-- Begin DATA PROVIDED --

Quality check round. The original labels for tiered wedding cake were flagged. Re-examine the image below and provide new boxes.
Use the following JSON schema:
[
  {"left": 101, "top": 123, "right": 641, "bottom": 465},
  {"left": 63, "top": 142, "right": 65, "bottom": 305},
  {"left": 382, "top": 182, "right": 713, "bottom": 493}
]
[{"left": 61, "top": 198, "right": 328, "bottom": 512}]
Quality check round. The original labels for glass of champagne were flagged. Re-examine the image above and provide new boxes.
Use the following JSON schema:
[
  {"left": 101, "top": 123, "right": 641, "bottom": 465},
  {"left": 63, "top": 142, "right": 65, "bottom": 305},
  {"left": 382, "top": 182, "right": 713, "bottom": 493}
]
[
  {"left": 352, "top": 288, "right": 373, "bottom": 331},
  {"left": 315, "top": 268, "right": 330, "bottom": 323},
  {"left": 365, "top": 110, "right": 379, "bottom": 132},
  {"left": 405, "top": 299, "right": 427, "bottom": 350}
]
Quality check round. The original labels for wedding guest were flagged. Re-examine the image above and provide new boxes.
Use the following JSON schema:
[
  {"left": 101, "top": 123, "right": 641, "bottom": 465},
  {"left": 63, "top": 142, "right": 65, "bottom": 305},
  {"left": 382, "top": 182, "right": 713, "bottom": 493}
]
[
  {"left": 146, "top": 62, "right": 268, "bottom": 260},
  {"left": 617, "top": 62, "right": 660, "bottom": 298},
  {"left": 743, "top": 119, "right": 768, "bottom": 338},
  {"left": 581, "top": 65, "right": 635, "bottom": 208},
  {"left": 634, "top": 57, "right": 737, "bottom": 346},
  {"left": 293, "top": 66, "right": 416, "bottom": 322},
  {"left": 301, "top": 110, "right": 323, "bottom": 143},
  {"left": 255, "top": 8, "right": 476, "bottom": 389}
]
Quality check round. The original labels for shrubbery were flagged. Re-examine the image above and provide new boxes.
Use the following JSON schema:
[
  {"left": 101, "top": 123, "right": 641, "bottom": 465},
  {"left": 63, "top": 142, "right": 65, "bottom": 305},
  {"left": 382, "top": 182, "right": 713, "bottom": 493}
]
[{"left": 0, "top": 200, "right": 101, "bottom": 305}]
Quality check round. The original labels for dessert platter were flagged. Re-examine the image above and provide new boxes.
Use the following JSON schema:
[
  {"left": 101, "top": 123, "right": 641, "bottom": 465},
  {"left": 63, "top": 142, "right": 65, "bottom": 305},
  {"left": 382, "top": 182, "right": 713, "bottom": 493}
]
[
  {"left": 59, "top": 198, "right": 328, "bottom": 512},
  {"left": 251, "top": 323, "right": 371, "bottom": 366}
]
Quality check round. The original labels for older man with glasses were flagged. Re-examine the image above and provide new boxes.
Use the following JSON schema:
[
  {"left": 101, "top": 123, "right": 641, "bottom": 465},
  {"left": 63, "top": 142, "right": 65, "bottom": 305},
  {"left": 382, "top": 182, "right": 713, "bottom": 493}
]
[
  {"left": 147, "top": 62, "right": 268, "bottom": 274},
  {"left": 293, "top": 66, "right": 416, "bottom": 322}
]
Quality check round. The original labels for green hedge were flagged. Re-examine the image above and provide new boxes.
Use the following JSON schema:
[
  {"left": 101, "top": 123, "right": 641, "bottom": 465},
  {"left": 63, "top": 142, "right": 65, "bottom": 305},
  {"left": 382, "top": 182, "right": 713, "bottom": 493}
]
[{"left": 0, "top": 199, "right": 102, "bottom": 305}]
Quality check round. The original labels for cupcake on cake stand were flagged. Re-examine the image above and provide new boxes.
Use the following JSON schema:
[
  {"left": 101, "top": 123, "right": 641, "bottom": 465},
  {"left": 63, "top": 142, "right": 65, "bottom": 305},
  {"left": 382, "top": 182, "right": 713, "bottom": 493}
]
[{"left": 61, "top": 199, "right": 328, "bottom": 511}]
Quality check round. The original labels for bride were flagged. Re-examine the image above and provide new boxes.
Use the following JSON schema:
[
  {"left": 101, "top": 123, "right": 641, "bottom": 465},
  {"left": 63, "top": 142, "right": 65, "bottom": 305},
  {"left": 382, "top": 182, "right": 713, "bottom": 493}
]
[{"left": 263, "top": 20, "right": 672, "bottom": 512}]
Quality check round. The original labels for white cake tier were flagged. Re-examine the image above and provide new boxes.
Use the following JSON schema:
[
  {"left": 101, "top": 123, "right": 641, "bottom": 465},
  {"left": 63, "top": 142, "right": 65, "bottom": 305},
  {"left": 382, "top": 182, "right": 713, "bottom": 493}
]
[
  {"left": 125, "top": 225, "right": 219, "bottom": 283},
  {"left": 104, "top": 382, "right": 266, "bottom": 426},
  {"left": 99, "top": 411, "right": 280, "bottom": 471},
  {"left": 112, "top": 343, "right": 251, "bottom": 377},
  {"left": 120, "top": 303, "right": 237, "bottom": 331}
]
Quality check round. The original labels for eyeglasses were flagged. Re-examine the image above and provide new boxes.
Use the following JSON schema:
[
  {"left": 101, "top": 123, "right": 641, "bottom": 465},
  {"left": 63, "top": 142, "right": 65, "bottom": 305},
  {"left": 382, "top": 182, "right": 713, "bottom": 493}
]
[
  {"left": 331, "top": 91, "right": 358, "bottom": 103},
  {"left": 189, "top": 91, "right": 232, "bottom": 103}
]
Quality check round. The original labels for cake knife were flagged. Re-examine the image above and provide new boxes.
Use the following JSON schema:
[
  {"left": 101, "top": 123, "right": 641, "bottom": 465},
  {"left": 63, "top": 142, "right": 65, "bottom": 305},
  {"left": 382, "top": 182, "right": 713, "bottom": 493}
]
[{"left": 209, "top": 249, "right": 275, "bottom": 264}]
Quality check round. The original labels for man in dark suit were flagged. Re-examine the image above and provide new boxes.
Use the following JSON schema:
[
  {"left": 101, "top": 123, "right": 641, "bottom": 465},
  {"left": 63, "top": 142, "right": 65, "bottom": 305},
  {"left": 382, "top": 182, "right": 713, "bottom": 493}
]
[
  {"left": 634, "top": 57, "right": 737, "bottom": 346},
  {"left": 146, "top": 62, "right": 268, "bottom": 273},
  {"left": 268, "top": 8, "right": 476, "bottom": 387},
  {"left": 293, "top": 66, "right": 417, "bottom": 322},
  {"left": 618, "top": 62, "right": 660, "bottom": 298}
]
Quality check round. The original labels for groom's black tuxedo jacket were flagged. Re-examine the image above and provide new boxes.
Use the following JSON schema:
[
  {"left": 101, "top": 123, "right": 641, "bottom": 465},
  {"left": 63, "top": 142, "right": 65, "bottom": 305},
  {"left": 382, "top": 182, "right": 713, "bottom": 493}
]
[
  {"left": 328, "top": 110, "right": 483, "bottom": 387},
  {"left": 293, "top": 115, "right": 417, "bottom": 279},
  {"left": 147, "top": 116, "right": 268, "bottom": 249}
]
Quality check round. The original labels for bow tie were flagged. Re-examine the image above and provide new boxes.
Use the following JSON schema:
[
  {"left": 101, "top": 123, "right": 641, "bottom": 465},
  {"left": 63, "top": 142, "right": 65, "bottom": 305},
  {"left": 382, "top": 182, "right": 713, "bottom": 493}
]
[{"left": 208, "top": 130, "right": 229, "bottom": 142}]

-- End DATA PROVIDED --

Pull out every line in the records above that contains the string "wedding".

* [CORRECT RESPONSE]:
Quality check round. The original labels for tiered wedding cake were flagged. Re-examine the image below and provide new boxes.
Quality check round. The original labels for wedding guest were flagged. Re-examine the image above and provide new boxes.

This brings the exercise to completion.